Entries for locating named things
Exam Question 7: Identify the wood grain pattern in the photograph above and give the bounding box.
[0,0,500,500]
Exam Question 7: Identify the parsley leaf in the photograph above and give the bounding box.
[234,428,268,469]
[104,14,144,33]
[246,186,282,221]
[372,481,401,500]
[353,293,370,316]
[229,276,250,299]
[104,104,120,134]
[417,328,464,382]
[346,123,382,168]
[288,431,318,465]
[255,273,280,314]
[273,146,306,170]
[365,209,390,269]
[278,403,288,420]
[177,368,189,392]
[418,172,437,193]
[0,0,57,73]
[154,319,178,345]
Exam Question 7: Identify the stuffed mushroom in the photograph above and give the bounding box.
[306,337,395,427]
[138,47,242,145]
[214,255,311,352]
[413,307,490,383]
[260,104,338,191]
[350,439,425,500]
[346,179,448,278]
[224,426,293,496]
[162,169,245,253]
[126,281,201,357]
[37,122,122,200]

==

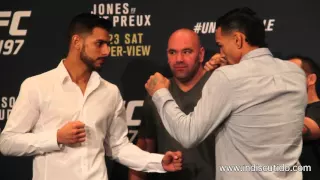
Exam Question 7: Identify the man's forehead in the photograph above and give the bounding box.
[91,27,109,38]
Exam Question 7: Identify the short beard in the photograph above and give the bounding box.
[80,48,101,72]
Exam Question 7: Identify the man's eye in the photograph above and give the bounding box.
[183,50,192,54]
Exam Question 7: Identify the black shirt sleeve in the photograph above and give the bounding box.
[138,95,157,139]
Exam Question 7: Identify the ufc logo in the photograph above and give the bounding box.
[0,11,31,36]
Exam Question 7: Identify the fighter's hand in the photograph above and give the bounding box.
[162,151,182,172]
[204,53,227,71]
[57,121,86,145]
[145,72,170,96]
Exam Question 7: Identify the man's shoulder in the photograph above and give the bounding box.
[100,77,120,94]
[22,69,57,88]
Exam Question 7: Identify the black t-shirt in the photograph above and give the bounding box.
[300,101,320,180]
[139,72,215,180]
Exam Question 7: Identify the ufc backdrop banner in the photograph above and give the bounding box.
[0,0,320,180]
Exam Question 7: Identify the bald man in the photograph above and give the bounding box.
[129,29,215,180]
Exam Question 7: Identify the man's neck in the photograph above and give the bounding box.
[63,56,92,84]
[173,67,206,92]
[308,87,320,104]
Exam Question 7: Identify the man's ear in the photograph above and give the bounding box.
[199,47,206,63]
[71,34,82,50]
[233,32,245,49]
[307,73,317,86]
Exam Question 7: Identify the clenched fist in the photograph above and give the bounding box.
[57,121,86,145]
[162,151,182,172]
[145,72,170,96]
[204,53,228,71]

* * *

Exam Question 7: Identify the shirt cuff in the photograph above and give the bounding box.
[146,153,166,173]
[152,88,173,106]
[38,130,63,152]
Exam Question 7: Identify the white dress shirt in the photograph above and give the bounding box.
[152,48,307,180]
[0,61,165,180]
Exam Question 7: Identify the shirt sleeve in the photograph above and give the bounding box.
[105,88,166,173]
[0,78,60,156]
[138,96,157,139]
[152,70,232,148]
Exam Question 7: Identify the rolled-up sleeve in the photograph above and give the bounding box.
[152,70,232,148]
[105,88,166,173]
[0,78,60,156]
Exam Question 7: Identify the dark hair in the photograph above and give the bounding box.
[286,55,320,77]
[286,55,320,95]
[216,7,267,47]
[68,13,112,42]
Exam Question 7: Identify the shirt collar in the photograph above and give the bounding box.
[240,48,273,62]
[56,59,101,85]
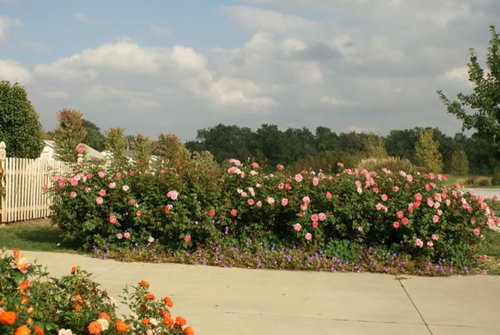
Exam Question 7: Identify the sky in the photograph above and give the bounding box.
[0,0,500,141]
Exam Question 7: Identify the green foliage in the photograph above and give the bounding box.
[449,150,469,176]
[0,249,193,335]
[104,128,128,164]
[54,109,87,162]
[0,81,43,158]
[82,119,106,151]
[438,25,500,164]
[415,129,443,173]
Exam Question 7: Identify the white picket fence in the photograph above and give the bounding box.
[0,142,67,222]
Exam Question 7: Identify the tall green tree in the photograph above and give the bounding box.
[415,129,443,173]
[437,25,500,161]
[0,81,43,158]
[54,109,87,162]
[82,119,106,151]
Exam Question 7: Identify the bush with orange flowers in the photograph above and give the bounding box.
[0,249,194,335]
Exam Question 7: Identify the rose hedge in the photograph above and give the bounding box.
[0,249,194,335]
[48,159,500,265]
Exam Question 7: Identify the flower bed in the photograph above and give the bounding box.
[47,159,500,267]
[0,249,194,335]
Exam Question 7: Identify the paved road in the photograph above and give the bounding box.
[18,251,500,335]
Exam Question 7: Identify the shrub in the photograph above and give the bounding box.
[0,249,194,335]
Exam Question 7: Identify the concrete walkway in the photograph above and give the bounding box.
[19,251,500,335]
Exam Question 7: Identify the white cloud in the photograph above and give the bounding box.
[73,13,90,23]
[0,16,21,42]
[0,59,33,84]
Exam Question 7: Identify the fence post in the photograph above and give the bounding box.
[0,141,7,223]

## What the exercise asks:
Please output the material as a JSON list of strings, one string per line, beginning with the line that contains "Exam Question 7: Identify the ufc backdrop" and continuing through the line that contains "[204,53,228,71]". Leave out any blank lines.

## Output for this exercise:
[
  "Exam Question 7: Identify the ufc backdrop banner in the photograph above and give the bounding box.",
  "[0,0,320,180]",
  "Exam Question 7: Identify the bald man in the photograph above and give the bounding box.",
  "[129,29,215,180]",
  "Exam Question 7: Identify the man's neck in the photograph above and give the bounding box.",
  "[63,56,92,84]",
  "[173,67,206,92]",
  "[308,87,320,104]",
  "Exam Question 7: Identify the man's ear in the photograph above and give the bounding box.",
  "[199,47,206,63]",
  "[71,34,82,50]",
  "[233,32,245,49]",
  "[307,73,317,86]",
  "Exam Question 7: Identify the clenched fist in the photograph above and give the bounding box.",
  "[57,121,86,145]",
  "[162,151,182,172]",
  "[145,72,170,96]",
  "[204,53,228,71]"
]